» **Dataset excerpt**
+-------+

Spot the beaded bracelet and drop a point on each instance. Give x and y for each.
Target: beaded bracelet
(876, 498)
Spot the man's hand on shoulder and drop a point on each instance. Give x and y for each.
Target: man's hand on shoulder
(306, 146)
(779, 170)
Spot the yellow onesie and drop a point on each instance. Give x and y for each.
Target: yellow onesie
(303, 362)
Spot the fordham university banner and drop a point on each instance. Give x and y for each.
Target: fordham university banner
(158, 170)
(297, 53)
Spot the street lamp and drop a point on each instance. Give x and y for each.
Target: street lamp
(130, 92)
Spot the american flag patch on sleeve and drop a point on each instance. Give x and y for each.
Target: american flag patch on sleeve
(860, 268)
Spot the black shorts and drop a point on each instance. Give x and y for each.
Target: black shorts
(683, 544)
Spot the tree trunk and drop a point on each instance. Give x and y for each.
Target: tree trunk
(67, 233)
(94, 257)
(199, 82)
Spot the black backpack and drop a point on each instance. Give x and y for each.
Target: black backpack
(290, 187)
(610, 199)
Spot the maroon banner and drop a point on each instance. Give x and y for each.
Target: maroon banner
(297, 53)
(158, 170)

+-------+

» **GIVEN TASK**
Rewrite every line of the entries above, requests included, with each x and y coordinate in the answers multiplied by 1.6 and rounded to the nearest whole number, halves rounded up.

» **TASK RESPONSE**
Spot the beaded bracelet and drop a point on each instance. Give x and y for each.
Target: beaded bracelet
(1402, 797)
Spot the man's hand on shoulder and drop a point on each instance. Give x and y for each.
Target: man's hand on shoulder
(490, 234)
(1246, 272)
Spot the yellow onesie and drop a point on each instance. Give x and y for each.
Target: yellow onesie
(485, 579)
Spot the fordham university banner and drop a point on each instance. Give x and y for each.
Target: fordham university banner
(253, 272)
(475, 85)
Spot the street lamp and drop a point on each instance. Give x and y for each.
Target: street lamp
(208, 147)
Spot the american flag patch on sleeve and drop a point on each instance. Give x and y for each.
Target: american flag patch on sleeve
(1376, 429)
Spot the black shorts and drop a point on each instance. Give x and y for each.
Target: black shorts
(1093, 870)
Spot the tree trunk and drop a point on each instance. Give x and y for each.
Target: tree trunk
(107, 373)
(150, 411)
(318, 131)
Spot the black backpack and drop a point on each instance. Give x and y for each.
Target: black backpack
(464, 299)
(976, 318)
Spot the maroon banner and drop a point on each instance. Give x and y for each.
Target: maroon banner
(475, 85)
(253, 272)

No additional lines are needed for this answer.